◆ GIVEN PROBLEM
Find the line that contains "Place one point on each instance of the rutilated" in the entries below. Restate it and every line after it, word for word, with no pictures.
-- START OF GIVEN RECORDS --
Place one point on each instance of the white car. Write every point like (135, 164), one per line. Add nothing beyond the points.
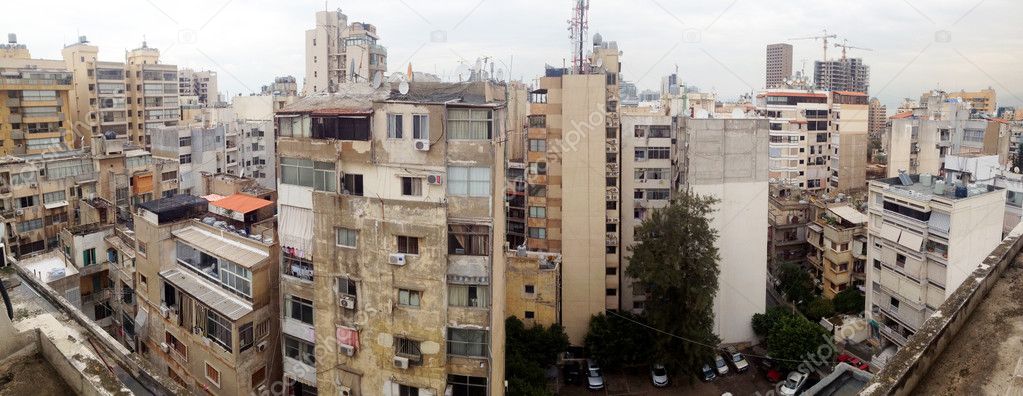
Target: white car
(594, 378)
(721, 366)
(794, 383)
(659, 376)
(739, 362)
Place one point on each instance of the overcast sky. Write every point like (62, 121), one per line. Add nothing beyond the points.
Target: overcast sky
(716, 45)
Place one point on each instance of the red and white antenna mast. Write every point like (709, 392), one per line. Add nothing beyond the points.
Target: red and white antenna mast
(577, 28)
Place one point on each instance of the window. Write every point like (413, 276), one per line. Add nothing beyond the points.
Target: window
(246, 336)
(352, 184)
(471, 296)
(469, 239)
(299, 309)
(466, 342)
(300, 350)
(409, 298)
(411, 186)
(420, 127)
(89, 257)
(54, 196)
(218, 330)
(394, 126)
(470, 124)
(407, 348)
(538, 145)
(324, 177)
(469, 181)
(212, 375)
(408, 245)
(347, 237)
(468, 386)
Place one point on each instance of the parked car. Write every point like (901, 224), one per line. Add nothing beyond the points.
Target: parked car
(573, 372)
(853, 361)
(594, 378)
(708, 374)
(720, 365)
(737, 360)
(659, 376)
(794, 384)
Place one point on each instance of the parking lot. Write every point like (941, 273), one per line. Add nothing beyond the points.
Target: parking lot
(748, 383)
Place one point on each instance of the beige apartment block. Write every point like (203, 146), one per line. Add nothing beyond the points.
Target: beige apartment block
(152, 93)
(393, 236)
(98, 97)
(340, 52)
(207, 276)
(838, 235)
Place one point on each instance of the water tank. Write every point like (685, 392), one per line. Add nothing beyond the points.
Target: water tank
(961, 191)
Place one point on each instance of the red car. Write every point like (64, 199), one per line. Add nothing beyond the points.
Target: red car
(853, 361)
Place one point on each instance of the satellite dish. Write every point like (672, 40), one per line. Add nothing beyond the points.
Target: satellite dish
(377, 79)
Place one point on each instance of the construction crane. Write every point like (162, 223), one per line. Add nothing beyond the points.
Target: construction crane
(825, 36)
(845, 45)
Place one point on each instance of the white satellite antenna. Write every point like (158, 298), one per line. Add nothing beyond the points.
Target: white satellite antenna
(377, 79)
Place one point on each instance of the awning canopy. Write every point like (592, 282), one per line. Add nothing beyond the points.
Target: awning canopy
(231, 307)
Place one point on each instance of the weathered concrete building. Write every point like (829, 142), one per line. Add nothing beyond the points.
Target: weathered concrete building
(393, 239)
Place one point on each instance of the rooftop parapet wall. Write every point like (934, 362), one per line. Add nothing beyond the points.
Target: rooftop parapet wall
(913, 362)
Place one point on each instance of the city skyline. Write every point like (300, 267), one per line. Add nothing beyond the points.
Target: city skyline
(915, 48)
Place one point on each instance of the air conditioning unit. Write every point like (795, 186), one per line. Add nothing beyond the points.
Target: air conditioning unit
(347, 302)
(400, 362)
(421, 144)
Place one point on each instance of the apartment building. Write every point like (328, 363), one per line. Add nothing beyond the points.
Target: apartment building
(98, 97)
(35, 115)
(206, 287)
(152, 93)
(341, 52)
(877, 119)
(847, 74)
(926, 235)
(779, 64)
(920, 139)
(202, 84)
(727, 160)
(982, 101)
(838, 235)
(572, 151)
(392, 230)
(39, 195)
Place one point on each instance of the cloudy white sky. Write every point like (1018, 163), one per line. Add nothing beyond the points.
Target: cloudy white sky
(716, 45)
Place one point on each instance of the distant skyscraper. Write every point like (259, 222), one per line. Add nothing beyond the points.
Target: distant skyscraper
(842, 75)
(779, 64)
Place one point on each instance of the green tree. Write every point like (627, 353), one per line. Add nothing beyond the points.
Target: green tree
(617, 340)
(792, 339)
(819, 308)
(676, 261)
(849, 301)
(528, 352)
(795, 282)
(764, 322)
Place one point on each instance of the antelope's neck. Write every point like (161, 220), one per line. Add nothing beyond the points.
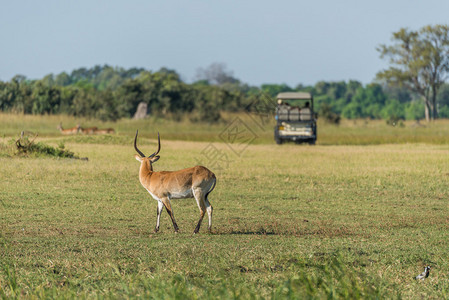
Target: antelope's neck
(145, 170)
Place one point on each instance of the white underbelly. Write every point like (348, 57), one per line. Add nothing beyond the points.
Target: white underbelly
(181, 194)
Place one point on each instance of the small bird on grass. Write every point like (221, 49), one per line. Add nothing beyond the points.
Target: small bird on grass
(424, 274)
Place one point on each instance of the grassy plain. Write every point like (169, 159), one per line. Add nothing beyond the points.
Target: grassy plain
(358, 220)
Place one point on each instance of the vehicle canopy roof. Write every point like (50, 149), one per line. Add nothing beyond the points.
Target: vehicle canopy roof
(294, 96)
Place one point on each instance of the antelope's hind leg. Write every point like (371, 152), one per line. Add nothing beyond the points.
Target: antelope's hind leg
(209, 209)
(166, 202)
(160, 208)
(200, 200)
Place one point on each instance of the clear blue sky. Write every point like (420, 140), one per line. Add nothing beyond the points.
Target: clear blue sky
(260, 41)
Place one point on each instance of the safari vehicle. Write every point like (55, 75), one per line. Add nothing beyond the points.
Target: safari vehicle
(295, 118)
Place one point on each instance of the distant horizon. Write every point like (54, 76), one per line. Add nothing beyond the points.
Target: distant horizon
(183, 78)
(290, 42)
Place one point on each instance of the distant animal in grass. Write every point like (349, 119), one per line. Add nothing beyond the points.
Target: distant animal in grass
(424, 274)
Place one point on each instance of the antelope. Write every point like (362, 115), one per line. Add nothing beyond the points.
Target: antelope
(73, 130)
(196, 182)
(104, 131)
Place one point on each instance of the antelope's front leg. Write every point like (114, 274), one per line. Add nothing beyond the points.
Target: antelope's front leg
(160, 208)
(167, 205)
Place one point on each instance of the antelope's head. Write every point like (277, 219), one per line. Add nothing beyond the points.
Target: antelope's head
(148, 161)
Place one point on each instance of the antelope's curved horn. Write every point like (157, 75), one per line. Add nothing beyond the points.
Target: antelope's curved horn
(158, 146)
(135, 145)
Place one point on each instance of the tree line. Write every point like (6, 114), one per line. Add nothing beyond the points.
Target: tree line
(412, 88)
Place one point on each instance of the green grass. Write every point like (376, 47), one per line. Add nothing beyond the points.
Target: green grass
(325, 221)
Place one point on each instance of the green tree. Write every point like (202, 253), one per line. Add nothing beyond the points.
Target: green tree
(419, 61)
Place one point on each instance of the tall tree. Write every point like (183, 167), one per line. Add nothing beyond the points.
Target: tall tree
(419, 61)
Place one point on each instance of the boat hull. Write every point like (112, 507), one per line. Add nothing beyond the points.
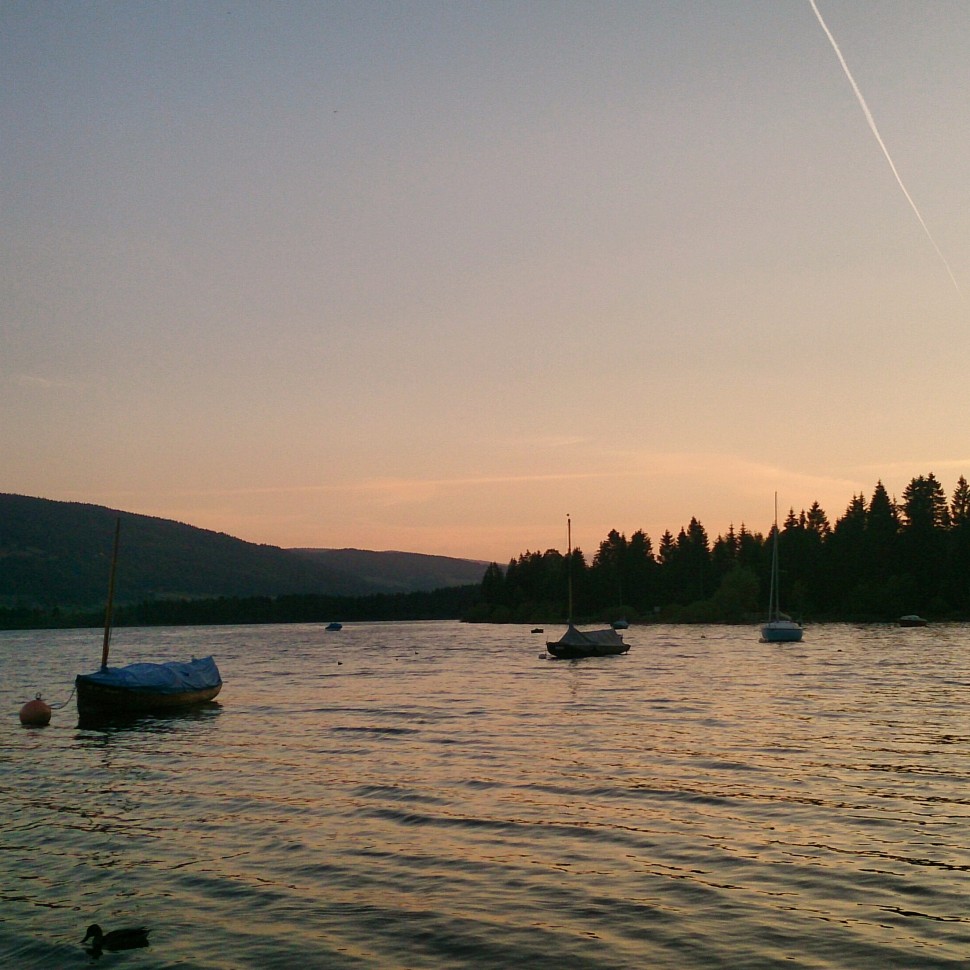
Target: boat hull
(781, 631)
(568, 651)
(148, 688)
(577, 644)
(913, 620)
(95, 699)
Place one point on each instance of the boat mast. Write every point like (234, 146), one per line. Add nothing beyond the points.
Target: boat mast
(111, 596)
(774, 607)
(569, 567)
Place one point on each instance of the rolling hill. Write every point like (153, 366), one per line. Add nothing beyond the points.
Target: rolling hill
(59, 553)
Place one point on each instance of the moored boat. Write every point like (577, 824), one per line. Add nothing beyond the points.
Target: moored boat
(143, 688)
(148, 688)
(911, 619)
(780, 627)
(576, 644)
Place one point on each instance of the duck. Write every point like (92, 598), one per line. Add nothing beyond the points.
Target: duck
(128, 939)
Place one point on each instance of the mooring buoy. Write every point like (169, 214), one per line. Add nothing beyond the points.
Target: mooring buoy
(35, 713)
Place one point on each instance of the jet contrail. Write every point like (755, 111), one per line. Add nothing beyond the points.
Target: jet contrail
(882, 144)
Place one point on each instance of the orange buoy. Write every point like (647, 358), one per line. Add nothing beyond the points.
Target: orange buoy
(35, 713)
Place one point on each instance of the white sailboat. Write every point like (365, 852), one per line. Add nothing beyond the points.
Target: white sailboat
(780, 627)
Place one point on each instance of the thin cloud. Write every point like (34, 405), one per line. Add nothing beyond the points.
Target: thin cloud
(47, 383)
(882, 144)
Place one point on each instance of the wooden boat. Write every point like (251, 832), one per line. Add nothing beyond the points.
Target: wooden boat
(577, 644)
(780, 627)
(143, 688)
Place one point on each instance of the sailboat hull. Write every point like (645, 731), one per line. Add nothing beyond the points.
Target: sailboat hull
(148, 688)
(781, 631)
(578, 644)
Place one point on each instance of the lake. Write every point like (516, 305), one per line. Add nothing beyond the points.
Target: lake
(436, 795)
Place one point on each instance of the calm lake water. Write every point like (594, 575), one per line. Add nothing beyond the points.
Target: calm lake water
(435, 795)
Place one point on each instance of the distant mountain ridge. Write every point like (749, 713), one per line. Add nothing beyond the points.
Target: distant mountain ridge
(399, 572)
(59, 553)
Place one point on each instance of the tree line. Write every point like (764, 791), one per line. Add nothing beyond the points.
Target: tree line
(449, 603)
(882, 558)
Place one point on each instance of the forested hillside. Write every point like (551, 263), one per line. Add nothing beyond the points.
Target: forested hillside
(58, 554)
(880, 559)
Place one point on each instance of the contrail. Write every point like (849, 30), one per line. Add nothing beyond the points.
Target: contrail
(882, 144)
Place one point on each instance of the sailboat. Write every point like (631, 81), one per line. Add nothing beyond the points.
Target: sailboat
(576, 644)
(780, 628)
(142, 688)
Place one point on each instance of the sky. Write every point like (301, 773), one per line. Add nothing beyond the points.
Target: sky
(431, 276)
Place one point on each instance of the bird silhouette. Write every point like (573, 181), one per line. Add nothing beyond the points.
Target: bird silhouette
(128, 939)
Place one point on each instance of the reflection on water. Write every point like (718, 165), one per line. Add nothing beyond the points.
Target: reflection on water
(437, 795)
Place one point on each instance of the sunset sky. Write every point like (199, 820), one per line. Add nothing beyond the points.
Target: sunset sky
(429, 276)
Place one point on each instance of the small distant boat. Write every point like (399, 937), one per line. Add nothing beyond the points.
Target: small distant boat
(780, 627)
(911, 619)
(143, 688)
(577, 644)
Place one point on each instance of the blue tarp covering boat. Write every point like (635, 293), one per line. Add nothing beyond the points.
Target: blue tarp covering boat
(149, 686)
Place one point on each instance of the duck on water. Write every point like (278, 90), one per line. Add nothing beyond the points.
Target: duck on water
(127, 939)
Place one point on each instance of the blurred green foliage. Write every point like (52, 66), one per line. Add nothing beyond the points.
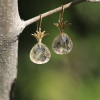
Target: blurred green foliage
(75, 76)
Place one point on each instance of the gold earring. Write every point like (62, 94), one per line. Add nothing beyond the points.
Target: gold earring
(62, 44)
(40, 54)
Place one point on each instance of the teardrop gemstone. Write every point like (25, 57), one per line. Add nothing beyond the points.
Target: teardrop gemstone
(40, 54)
(62, 44)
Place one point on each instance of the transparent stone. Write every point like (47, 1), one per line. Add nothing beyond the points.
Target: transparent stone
(62, 44)
(40, 54)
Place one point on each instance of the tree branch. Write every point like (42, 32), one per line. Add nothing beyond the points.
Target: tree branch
(30, 21)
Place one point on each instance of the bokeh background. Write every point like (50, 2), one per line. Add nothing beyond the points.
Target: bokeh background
(74, 76)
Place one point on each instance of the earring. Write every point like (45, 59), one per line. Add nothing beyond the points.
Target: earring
(62, 44)
(40, 54)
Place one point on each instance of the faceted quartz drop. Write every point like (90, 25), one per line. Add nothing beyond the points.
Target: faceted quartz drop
(40, 54)
(62, 44)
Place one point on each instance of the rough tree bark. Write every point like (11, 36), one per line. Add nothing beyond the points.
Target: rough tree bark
(10, 28)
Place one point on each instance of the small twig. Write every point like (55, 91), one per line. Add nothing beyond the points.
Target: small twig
(30, 21)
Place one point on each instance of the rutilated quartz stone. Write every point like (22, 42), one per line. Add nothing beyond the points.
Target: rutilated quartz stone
(62, 44)
(40, 54)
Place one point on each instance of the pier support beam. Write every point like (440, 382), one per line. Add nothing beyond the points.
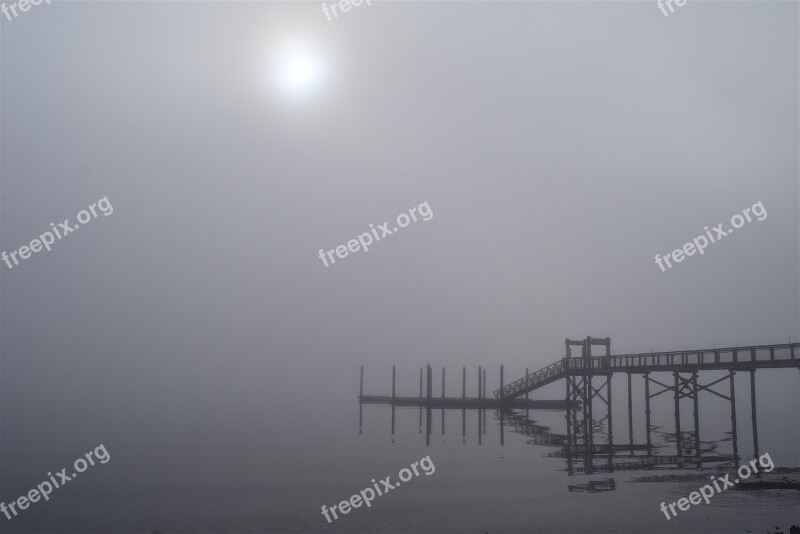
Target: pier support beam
(696, 415)
(677, 414)
(731, 374)
(753, 413)
(647, 411)
(630, 414)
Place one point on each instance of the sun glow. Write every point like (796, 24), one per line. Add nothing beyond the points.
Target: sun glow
(298, 70)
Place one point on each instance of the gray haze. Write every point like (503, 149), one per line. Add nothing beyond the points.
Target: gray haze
(560, 146)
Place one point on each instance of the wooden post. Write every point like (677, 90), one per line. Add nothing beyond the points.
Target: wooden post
(429, 389)
(677, 413)
(484, 395)
(731, 374)
(609, 376)
(501, 381)
(647, 410)
(527, 409)
(696, 414)
(610, 418)
(753, 411)
(443, 400)
(630, 414)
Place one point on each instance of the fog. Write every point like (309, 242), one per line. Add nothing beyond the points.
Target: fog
(560, 147)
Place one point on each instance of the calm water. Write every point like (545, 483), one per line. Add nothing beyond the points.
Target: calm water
(213, 476)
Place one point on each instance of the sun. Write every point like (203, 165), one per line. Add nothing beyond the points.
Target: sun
(299, 70)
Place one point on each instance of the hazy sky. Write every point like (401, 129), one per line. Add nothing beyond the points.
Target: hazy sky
(560, 146)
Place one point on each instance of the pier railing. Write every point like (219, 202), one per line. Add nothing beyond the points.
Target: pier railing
(728, 358)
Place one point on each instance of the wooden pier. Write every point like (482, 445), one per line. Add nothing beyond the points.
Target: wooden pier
(579, 373)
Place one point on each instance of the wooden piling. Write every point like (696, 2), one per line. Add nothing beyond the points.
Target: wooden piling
(630, 414)
(753, 411)
(731, 374)
(696, 415)
(647, 410)
(677, 413)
-- END OF GIVEN RECORDS --
◆ REPLY TO THE EXERCISE
Place one point on each instance of the rutilated quartz stone. Write every point like (22, 42), one per line. Add nothing beyond the points.
Target: rutilated quartz stone
(62, 44)
(40, 54)
Place one point on each instance of the pier support beam. Write every point like (440, 382), one per line. Add nothing beyond the points.
Target: pier support beam
(696, 415)
(677, 414)
(731, 374)
(753, 413)
(647, 411)
(630, 414)
Place one point on each instance of the sun glow. Write every point like (796, 24), one per line. Add nothing beyond the points.
Target: sun glow
(298, 70)
Place one point on each instance of the gray haze. Write every point like (503, 149), one per line. Add nothing beyond the points.
Target: gray haze
(560, 146)
Place one point on each instance of the wooden post. Write every point like (677, 90), one per line. Add nothing beyond the points.
Target: wooden post
(429, 389)
(677, 413)
(484, 395)
(731, 374)
(609, 376)
(501, 381)
(647, 410)
(527, 409)
(696, 414)
(610, 418)
(753, 411)
(443, 400)
(630, 414)
Place one point on each instance of the fog. Write every point like (309, 242), one per line. Add nothing beyond the points.
Target: fog
(560, 147)
Place one point on each instance of the calm water. Write every point like (545, 483), one per line. Add nothing beyond the points.
Target: calm water
(213, 476)
Place one point on each instance of the sun. Write every point like (203, 165), one per line. Add nothing beyond the points.
Target: sun
(299, 70)
Place one point on each instance of the hazy sky. Write every point like (401, 129), one per line. Add nothing beyond the points.
Target: hazy sky
(560, 146)
Place one point on each instance of the pier railing. Write every point like (219, 202), one per line. Add nothing beyond the points.
Target: pier railing
(728, 358)
Place one point on each instance of the wooden pier. Write every point like (482, 445), one per line. Add nothing beyond the points.
Target: wooden pier
(579, 373)
Place one point on each instance of the wooden piling. Write every point like (696, 2), one per line. Add nothing beyond the points.
Target: wooden piling
(630, 414)
(753, 411)
(731, 374)
(696, 415)
(647, 410)
(677, 413)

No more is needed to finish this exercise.